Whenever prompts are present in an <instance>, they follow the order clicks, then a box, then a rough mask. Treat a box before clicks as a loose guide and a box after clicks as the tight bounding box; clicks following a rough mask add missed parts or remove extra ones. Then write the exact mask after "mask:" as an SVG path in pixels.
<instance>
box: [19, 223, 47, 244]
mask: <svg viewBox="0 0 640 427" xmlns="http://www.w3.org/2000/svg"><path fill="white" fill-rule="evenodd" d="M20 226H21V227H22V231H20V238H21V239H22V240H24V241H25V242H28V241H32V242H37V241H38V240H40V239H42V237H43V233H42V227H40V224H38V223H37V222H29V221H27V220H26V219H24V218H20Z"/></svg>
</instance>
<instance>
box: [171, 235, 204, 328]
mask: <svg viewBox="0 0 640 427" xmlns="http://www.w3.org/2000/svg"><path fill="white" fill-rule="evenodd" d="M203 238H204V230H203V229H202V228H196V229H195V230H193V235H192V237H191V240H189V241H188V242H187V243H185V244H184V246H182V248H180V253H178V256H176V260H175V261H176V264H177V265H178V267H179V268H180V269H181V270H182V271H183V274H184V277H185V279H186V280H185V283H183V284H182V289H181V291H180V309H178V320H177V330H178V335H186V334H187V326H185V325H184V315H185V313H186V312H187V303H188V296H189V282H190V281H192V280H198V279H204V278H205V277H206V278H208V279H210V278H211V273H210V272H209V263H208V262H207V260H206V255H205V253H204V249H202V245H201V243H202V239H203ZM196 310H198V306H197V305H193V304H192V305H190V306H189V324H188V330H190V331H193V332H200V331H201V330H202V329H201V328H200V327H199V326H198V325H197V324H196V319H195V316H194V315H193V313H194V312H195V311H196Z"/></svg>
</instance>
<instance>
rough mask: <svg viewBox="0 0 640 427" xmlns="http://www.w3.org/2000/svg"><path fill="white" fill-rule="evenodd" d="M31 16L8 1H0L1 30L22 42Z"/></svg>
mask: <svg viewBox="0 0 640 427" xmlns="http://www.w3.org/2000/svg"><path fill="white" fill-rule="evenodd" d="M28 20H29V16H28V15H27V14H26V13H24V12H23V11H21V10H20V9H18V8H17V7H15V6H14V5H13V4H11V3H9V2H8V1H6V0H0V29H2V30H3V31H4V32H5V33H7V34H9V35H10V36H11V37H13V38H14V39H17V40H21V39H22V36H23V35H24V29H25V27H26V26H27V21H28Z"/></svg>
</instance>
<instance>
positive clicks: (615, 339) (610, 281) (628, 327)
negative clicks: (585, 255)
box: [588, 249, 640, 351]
* * *
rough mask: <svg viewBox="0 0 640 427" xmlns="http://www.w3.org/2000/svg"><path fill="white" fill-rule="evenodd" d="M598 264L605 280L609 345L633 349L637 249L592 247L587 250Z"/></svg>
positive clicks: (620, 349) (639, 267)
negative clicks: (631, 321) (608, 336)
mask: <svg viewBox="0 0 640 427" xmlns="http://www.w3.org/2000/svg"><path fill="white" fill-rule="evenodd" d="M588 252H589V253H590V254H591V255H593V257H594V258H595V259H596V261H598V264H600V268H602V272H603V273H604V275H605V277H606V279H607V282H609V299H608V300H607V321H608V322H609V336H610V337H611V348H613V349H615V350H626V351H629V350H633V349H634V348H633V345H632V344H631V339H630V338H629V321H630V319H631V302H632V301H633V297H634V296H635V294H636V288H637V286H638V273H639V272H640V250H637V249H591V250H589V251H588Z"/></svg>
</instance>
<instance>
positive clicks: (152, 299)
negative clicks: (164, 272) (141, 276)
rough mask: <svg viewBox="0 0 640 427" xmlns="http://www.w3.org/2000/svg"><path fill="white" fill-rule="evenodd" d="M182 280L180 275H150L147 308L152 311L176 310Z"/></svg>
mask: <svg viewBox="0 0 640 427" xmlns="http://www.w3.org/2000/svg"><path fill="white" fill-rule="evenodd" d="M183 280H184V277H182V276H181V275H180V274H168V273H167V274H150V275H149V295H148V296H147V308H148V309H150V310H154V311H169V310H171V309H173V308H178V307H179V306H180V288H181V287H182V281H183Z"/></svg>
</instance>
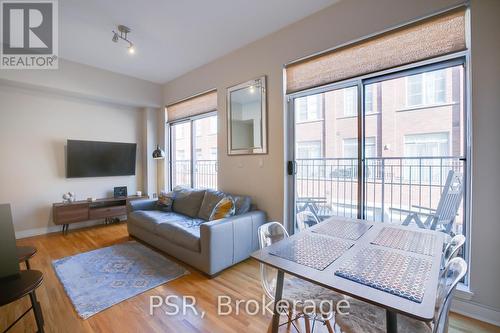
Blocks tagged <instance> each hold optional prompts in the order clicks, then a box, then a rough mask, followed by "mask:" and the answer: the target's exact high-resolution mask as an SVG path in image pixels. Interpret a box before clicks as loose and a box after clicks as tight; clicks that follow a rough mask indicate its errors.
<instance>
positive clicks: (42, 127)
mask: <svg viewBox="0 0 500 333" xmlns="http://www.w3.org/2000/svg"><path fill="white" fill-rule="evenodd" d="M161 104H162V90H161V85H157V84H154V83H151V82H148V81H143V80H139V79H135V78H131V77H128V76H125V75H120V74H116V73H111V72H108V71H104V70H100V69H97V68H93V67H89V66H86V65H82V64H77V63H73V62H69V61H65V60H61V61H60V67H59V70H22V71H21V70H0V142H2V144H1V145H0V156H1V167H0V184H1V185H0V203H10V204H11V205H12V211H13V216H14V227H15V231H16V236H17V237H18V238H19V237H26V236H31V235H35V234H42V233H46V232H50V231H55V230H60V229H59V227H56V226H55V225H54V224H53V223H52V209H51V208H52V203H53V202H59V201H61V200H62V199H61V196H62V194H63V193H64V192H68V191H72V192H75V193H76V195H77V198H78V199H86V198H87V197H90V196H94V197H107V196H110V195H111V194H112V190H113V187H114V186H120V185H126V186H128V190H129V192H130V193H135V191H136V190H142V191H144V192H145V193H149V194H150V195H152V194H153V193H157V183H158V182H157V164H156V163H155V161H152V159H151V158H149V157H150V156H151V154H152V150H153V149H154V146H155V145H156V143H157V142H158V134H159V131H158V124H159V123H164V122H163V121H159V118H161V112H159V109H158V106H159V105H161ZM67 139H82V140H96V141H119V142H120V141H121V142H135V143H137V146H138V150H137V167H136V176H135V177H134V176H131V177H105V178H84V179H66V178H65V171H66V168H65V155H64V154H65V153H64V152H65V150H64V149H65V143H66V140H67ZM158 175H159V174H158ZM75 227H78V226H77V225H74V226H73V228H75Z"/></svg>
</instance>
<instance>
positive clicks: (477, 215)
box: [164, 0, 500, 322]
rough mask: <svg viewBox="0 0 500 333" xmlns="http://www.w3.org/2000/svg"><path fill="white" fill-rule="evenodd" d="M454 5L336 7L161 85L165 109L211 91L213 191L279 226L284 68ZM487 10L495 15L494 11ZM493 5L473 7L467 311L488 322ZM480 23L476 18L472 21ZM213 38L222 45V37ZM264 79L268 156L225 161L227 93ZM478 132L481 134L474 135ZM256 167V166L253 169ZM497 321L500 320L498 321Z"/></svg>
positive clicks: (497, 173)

What you have to do — Return each full line of the entries that contains the word "before".

Solved problem —
Whenever prompts are present in an <instance>, they follow the order clicks, then a box, then a rough mask. Treat a box before clicks as a loose guide and a box after clicks as the tight bounding box; clicks following a rough mask add missed parts or remove extra ones. Then write the exact mask after "mask:" as an SVG path in pixels.
Blocks tagged <instance> each hold optional prompts in the order clicks, then a box, then a rough mask, followed by "mask:" and the answer: the target's exact high-resolution mask as an SVG path in image pixels. Interpret a box before clicks as loose and a box after clicks as tight; clicks that follow a rough mask indicate its errors.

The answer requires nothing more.